Explicit Instruction/Teacher modeling(7 minutes)
- Define the terms Patterns, Drawing conclusions, and Powers of ten. Have students say the meanings with you and write your notes from the board on the Vocabulary Cards or Glossary. Write some examples of the words on the board with assistance from students.
- Distribute all the vocabulary cards and ask students to add a visual to the cards. For example, the visual for powers of ten could have a number being multiplied by ten however many times. Additionally, students can create a short pattern with numerals or shapes, or a number that increases by two every time, on the pattern vocabulary card.
- Write "Patterns of Ten: Division" on a piece of chart paper. Write the expression 983.4 ÷ 10On the chart paper and ask students to tell their partners what the quotient might look like without doing any calculations ("I think the answer will be..."). Listen for their rationale and include some of their thinking when you share the quotient.
- Share that the answer for the division expression is 98.34 and that you did not even have to use the standard algorithm because of the powers of ten with division. Show the calculator to prove your answer and write your observations on the chart paper (e.g., "I noticed that the decimal point moved one place to the left when the number was divided by 10, making the value smaller.").
- Ask students to consider 98.34 ÷ 10And discuss with partners what the answer may be. Ask them to share their ideas aloud and confirm or deny their guesses by using the calculator again. Mention that the decimal point moved again to the left when the dividend was multiplied by 10.

(CHALLENGE)
In the lesson plan above, what answer does the teacher share for 983.4 ÷ 10?

Records from a collection:
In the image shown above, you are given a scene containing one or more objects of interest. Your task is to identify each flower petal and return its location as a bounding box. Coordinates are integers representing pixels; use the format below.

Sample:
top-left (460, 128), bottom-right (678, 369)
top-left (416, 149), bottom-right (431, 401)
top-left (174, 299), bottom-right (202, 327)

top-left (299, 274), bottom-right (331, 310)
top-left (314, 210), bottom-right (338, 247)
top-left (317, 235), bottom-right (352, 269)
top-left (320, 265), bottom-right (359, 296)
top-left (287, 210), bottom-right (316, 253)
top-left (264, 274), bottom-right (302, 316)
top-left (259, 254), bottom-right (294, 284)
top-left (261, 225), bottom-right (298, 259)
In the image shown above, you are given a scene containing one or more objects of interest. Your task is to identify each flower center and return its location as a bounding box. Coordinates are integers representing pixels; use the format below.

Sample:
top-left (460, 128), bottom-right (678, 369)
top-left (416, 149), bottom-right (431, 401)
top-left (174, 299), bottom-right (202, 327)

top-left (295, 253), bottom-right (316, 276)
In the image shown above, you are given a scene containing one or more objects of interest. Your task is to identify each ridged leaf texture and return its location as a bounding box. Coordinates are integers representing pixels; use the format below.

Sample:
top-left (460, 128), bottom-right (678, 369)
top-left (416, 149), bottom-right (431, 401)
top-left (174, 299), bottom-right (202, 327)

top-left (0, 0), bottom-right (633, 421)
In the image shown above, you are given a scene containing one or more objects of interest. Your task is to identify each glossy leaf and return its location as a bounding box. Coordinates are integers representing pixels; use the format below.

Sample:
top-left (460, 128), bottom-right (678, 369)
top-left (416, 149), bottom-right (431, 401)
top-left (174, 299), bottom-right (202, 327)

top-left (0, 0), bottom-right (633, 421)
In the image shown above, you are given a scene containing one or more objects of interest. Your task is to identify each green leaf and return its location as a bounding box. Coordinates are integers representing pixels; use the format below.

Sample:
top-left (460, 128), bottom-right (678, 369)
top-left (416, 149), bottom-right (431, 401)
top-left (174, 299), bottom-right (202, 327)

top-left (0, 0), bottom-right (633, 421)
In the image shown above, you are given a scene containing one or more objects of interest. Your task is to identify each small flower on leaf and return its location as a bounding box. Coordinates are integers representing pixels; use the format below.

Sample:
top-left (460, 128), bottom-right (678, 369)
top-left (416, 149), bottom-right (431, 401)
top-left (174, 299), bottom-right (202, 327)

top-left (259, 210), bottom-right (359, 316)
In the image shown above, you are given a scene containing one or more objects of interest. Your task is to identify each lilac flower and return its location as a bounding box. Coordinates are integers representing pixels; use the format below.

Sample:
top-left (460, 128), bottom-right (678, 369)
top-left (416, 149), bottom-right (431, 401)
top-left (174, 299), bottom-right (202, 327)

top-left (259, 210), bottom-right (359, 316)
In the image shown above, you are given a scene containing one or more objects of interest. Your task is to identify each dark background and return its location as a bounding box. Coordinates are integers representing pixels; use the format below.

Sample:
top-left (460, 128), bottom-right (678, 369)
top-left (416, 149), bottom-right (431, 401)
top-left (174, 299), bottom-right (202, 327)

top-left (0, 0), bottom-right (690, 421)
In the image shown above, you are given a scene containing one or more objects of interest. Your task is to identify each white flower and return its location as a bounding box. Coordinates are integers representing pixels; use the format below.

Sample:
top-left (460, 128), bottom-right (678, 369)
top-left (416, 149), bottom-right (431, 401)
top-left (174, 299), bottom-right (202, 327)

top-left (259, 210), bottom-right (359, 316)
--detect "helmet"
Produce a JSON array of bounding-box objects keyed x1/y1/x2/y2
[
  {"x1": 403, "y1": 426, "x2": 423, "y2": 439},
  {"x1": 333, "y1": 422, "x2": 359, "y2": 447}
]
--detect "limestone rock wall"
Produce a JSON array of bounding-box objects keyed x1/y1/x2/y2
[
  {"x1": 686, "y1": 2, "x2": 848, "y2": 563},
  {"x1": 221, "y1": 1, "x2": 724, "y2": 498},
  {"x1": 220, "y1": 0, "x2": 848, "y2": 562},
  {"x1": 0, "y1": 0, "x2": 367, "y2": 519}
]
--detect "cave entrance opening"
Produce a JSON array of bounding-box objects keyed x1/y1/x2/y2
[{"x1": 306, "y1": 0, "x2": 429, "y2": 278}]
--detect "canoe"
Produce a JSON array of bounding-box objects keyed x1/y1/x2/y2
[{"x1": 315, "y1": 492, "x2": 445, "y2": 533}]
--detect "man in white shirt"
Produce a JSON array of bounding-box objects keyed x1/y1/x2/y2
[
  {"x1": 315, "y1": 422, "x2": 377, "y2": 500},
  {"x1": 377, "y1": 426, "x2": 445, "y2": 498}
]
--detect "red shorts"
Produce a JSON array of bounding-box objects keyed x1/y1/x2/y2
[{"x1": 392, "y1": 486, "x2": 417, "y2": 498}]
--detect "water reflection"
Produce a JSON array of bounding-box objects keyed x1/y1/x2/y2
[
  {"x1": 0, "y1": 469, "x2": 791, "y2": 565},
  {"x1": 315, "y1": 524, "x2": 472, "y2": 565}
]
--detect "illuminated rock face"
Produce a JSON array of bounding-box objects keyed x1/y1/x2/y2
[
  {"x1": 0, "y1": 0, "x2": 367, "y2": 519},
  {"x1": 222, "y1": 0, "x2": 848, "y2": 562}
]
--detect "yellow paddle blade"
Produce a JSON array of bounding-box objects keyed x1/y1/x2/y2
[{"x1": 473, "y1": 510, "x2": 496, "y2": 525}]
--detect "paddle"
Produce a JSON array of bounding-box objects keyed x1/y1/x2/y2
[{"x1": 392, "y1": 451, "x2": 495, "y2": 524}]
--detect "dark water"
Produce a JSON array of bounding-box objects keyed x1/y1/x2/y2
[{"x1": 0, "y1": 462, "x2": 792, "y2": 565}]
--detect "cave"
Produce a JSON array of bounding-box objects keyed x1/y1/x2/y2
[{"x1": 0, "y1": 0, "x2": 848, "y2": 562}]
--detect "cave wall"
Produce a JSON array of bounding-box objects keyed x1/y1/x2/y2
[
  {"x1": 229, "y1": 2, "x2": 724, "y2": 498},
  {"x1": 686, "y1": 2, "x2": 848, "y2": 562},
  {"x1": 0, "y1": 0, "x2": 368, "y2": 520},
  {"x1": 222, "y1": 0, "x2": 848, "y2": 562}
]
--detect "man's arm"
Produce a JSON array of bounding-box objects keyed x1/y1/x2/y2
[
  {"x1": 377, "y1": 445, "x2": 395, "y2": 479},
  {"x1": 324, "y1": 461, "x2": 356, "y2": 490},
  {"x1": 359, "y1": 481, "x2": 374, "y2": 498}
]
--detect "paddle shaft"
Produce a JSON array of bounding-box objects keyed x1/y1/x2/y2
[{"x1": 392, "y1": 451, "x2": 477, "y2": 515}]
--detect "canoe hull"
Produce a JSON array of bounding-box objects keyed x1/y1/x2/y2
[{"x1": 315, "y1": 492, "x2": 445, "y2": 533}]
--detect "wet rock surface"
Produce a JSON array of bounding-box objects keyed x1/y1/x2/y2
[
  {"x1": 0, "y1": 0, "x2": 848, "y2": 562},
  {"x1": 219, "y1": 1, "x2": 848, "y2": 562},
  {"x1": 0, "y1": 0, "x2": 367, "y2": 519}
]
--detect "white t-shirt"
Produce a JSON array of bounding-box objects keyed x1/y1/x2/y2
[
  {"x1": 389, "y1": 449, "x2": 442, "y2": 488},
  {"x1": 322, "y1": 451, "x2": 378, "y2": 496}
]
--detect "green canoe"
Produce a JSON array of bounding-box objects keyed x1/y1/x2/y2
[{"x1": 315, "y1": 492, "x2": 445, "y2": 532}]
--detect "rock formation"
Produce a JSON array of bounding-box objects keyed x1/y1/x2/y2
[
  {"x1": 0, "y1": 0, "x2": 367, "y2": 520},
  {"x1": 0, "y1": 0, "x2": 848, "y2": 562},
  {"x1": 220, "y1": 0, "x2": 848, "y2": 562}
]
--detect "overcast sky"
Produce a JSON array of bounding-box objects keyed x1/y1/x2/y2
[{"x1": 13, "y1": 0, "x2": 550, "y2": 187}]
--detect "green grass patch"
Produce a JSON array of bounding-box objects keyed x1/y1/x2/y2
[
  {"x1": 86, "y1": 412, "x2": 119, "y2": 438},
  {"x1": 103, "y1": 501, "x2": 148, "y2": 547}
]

(FINISHED TASK)
98.34